_Source extract_
○ ○ ○ ○ ○

This clinical content conforms to AAFP criteria for CME.

Author disclosure: No relevant financial relationships.

Clinical Question

What is the diagnostic accuracy (i.e., sensitivity, specificity, positive predictive value, and negative predictive value) of point-of-care antigen testing for the SARS-CoV-2 virus?

Evidence-Based Answer

SARS-CoV-2 antigen tests have an average sensitivity of 69.3% (95% CI, 66.2% to 72.3%) and specificity of 99.3% (95% CI, 99.2% to 99.3%). Accuracy depends on the presence or absence of symptoms, time from symptom onset, and test brand.1 (Strength of Recommendation: B, inconsistent or limited-quality patient-oriented evidence.)

○ ○ ○ ○ ○

Answer these questions about the excerpt on SARS-CoV-2 antigen testing:
1. What does the author disclosure state?
2. What average sensitivity is reported for SARS-CoV-2 antigen tests?
3. What strength of recommendation is assigned to the evidence-based answer?
The records are independent material and have no connection to the text.

Natural-language object grounding data
○ ○ ○ ○ ○

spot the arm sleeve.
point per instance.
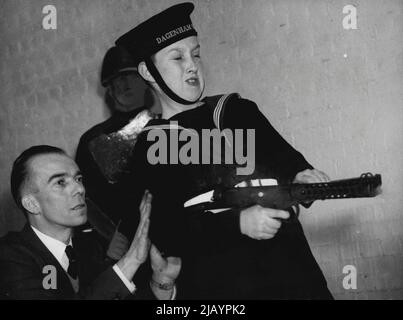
(272, 150)
(105, 195)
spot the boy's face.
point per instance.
(181, 68)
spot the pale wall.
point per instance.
(343, 113)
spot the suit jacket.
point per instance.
(23, 258)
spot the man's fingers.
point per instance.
(174, 261)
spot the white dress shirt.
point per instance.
(58, 249)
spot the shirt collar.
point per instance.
(56, 247)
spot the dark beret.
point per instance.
(158, 32)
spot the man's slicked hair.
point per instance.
(20, 170)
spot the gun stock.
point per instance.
(286, 196)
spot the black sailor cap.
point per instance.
(159, 31)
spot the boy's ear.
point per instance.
(144, 73)
(30, 204)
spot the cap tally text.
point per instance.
(173, 33)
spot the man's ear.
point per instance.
(30, 204)
(144, 73)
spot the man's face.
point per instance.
(180, 66)
(128, 89)
(59, 191)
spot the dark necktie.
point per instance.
(72, 269)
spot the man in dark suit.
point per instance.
(47, 260)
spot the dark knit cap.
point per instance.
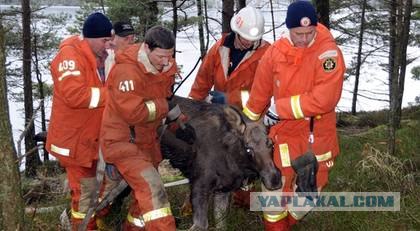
(301, 13)
(97, 25)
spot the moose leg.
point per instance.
(221, 204)
(200, 202)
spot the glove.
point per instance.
(186, 133)
(112, 172)
(306, 168)
(270, 119)
(217, 97)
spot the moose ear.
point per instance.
(234, 117)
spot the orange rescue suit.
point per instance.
(214, 72)
(305, 82)
(78, 103)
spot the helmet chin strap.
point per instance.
(239, 44)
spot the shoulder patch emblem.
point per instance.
(329, 64)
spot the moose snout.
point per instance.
(271, 178)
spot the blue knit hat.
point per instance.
(301, 13)
(97, 25)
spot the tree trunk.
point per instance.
(359, 59)
(400, 13)
(201, 28)
(227, 14)
(41, 94)
(11, 203)
(323, 9)
(32, 160)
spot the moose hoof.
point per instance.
(186, 209)
(196, 228)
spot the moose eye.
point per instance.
(249, 151)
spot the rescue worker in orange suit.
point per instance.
(303, 71)
(78, 103)
(229, 67)
(140, 83)
(123, 36)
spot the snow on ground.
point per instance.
(372, 77)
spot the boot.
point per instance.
(281, 225)
(75, 223)
(241, 198)
(127, 226)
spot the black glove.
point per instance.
(174, 113)
(112, 172)
(186, 133)
(306, 168)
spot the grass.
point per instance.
(363, 165)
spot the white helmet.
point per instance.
(248, 23)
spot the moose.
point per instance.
(228, 150)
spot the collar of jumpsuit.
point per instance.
(235, 55)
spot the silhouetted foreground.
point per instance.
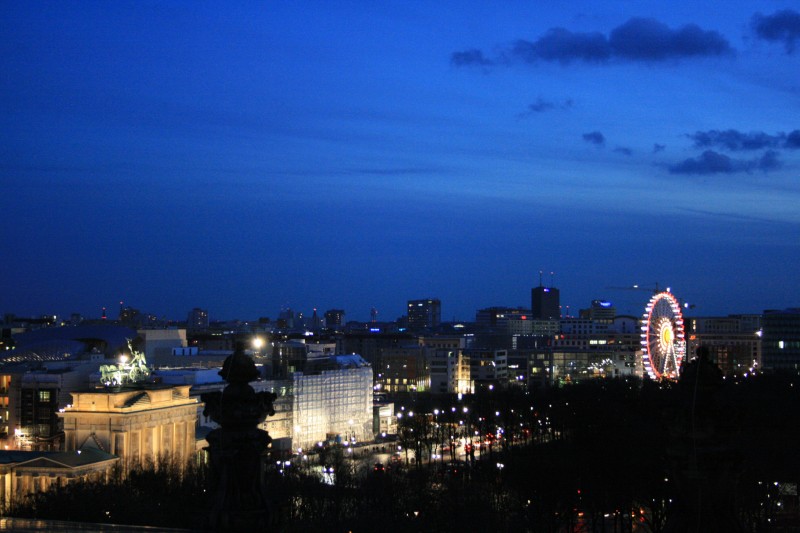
(599, 463)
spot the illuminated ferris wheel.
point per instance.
(663, 341)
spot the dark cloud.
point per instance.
(642, 39)
(562, 45)
(541, 105)
(782, 26)
(638, 39)
(735, 140)
(470, 57)
(594, 137)
(711, 162)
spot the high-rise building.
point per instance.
(780, 343)
(601, 311)
(545, 303)
(334, 318)
(424, 314)
(197, 320)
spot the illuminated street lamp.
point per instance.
(258, 343)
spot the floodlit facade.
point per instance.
(137, 423)
(334, 402)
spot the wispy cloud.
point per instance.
(781, 27)
(595, 137)
(637, 40)
(542, 105)
(472, 56)
(735, 140)
(711, 162)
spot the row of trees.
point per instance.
(593, 456)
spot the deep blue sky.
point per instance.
(350, 155)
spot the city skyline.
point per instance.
(349, 156)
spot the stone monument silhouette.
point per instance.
(238, 447)
(702, 455)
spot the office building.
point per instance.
(545, 303)
(334, 319)
(780, 343)
(424, 314)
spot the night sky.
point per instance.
(350, 155)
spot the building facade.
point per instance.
(138, 423)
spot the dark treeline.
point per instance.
(594, 456)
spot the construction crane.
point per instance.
(653, 287)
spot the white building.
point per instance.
(334, 401)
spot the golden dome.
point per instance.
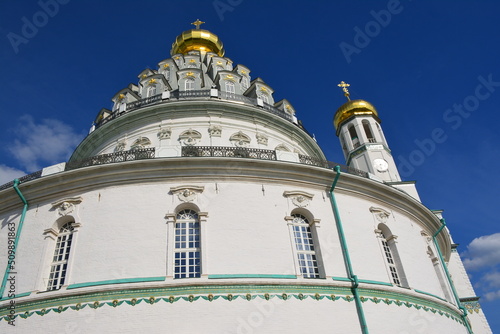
(351, 108)
(197, 39)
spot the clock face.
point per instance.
(380, 165)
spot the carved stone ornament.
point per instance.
(300, 199)
(215, 130)
(380, 214)
(187, 193)
(120, 147)
(240, 139)
(67, 205)
(190, 137)
(262, 139)
(164, 133)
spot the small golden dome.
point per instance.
(351, 108)
(197, 39)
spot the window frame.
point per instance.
(308, 225)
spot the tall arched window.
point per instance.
(354, 135)
(151, 91)
(304, 245)
(59, 266)
(244, 83)
(368, 131)
(189, 84)
(264, 98)
(230, 87)
(394, 265)
(187, 250)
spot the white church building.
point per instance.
(199, 204)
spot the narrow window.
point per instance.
(304, 243)
(151, 91)
(394, 265)
(59, 266)
(244, 83)
(230, 88)
(368, 131)
(390, 261)
(189, 84)
(354, 135)
(187, 259)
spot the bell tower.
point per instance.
(363, 142)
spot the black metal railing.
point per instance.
(193, 94)
(139, 154)
(23, 179)
(305, 159)
(229, 152)
(143, 102)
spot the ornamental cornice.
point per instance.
(187, 193)
(300, 199)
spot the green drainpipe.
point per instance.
(347, 259)
(18, 233)
(455, 294)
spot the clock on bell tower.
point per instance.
(363, 142)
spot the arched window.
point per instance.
(354, 135)
(230, 87)
(394, 266)
(368, 131)
(304, 246)
(151, 91)
(264, 98)
(187, 250)
(189, 84)
(244, 83)
(59, 266)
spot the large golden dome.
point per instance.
(197, 39)
(351, 108)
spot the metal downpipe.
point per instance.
(18, 233)
(347, 259)
(445, 268)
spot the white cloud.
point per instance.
(8, 174)
(492, 279)
(482, 252)
(490, 296)
(40, 144)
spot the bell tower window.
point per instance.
(368, 131)
(189, 84)
(354, 136)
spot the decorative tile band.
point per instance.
(224, 292)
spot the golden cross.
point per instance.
(344, 88)
(197, 23)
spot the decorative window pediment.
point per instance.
(282, 147)
(215, 130)
(262, 139)
(164, 133)
(67, 205)
(190, 137)
(240, 139)
(187, 193)
(380, 214)
(300, 199)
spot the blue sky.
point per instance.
(431, 68)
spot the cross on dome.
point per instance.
(344, 86)
(197, 23)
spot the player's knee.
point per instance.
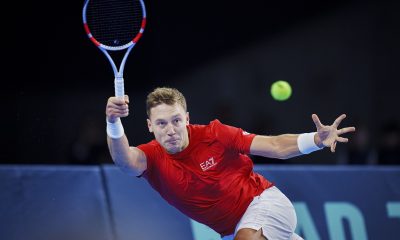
(250, 234)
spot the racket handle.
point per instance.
(119, 87)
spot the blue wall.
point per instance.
(92, 202)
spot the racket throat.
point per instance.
(119, 86)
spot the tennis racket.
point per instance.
(115, 25)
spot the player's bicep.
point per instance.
(263, 146)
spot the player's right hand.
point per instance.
(117, 108)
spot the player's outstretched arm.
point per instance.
(130, 159)
(290, 145)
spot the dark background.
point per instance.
(339, 56)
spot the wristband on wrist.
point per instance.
(115, 130)
(306, 144)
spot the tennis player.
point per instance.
(204, 170)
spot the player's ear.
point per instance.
(149, 125)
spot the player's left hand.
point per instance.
(329, 135)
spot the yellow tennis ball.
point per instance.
(281, 90)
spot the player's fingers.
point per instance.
(114, 113)
(116, 100)
(346, 130)
(338, 120)
(333, 146)
(341, 139)
(316, 121)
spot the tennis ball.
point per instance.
(281, 90)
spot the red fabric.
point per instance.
(212, 180)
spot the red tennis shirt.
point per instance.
(212, 179)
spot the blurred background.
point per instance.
(339, 56)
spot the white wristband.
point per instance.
(306, 144)
(115, 130)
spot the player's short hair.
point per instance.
(166, 95)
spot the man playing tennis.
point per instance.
(205, 171)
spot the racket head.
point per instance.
(114, 24)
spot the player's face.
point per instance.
(168, 123)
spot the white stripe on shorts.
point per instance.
(273, 212)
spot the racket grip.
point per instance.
(119, 87)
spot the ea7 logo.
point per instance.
(208, 164)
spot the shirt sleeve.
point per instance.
(151, 151)
(232, 137)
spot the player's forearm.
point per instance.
(282, 146)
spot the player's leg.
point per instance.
(249, 234)
(272, 212)
(296, 237)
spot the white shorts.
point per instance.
(273, 212)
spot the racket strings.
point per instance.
(114, 22)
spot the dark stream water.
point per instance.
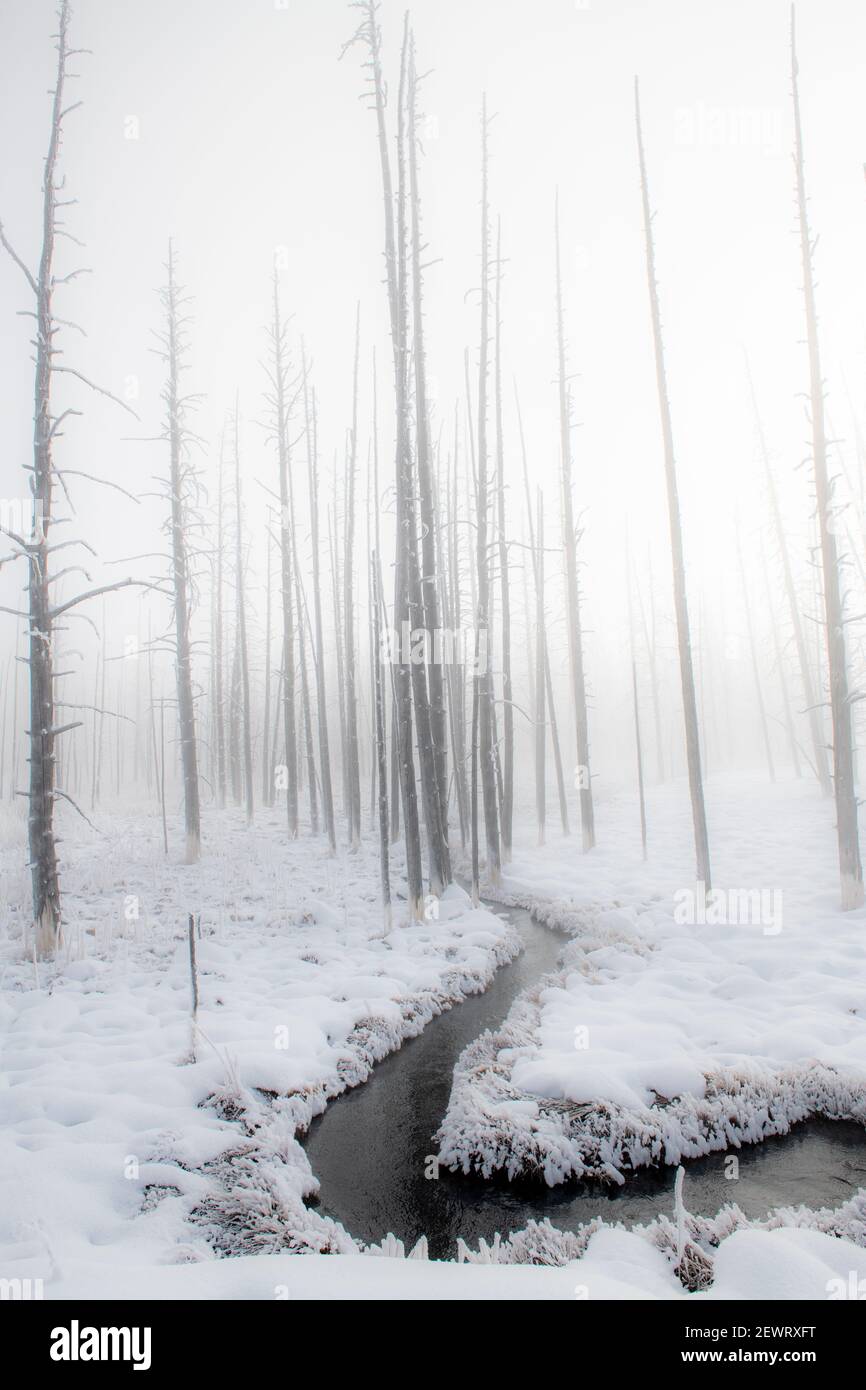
(370, 1146)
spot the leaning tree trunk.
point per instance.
(687, 674)
(242, 645)
(321, 702)
(353, 781)
(369, 34)
(819, 747)
(281, 424)
(180, 569)
(508, 698)
(851, 869)
(576, 635)
(538, 573)
(483, 695)
(381, 754)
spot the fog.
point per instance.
(238, 131)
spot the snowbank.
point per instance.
(667, 1034)
(127, 1139)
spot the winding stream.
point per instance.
(369, 1147)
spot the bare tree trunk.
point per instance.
(483, 697)
(538, 571)
(267, 776)
(180, 480)
(242, 647)
(762, 710)
(780, 666)
(851, 868)
(380, 742)
(687, 676)
(508, 713)
(576, 637)
(396, 278)
(303, 628)
(220, 642)
(635, 706)
(287, 540)
(540, 674)
(819, 747)
(324, 751)
(353, 781)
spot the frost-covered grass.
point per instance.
(136, 1154)
(665, 1039)
(129, 1139)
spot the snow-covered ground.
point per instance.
(135, 1153)
(676, 1025)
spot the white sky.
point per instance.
(252, 135)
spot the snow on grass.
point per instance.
(663, 1037)
(135, 1151)
(127, 1137)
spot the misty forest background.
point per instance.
(426, 338)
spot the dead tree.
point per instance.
(430, 597)
(540, 584)
(369, 34)
(427, 684)
(483, 692)
(687, 674)
(353, 781)
(540, 672)
(381, 752)
(218, 640)
(570, 541)
(38, 546)
(762, 709)
(851, 868)
(280, 403)
(635, 704)
(505, 598)
(819, 747)
(181, 491)
(267, 776)
(243, 666)
(780, 665)
(321, 702)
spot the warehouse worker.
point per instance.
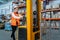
(15, 21)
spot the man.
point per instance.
(15, 21)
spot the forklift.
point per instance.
(30, 25)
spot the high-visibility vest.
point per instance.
(14, 21)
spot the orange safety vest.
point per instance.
(14, 21)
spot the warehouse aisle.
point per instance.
(5, 35)
(52, 34)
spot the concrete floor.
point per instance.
(52, 34)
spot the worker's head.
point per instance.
(16, 9)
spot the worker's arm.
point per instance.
(17, 17)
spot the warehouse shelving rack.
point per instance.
(26, 32)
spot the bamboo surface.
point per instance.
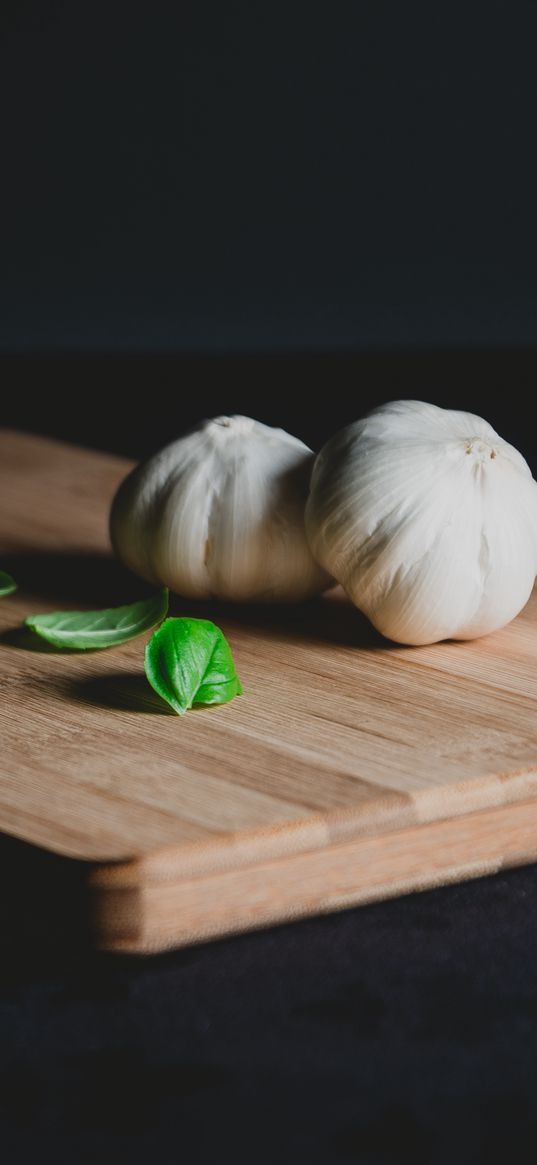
(351, 769)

○ ○ ○ ○ ○

_Response to the task_
1. No relevant financial relationships.
2. 69.3% (95% CI, 66.2% to 72.3%).
3. B, inconsistent or limited-quality patient-oriented evidence.